▶ **Exercise inputs**
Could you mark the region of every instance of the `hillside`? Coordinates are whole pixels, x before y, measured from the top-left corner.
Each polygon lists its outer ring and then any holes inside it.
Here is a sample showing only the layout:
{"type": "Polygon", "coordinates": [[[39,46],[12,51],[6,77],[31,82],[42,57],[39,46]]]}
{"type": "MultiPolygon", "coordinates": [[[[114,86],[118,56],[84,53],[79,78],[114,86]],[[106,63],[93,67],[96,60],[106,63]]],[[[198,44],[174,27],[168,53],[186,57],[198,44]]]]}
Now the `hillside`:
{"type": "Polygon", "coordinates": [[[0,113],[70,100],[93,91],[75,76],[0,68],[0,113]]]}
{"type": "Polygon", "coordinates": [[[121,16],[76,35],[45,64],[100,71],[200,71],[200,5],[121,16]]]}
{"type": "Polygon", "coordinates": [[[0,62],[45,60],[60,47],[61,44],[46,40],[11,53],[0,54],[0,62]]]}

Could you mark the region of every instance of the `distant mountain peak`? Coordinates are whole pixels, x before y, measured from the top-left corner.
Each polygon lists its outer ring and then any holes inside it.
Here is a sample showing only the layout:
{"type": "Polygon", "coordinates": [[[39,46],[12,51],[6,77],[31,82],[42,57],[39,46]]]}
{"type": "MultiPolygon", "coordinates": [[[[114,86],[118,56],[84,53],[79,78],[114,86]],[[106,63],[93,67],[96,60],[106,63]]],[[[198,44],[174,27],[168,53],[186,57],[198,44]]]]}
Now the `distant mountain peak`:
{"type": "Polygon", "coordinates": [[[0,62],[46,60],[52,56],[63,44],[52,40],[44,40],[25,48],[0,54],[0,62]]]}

▶ **Given request**
Counting case-sensitively, how many rows above contain the string "corner"? Reply with the number alone.

▶ **Finished task**
2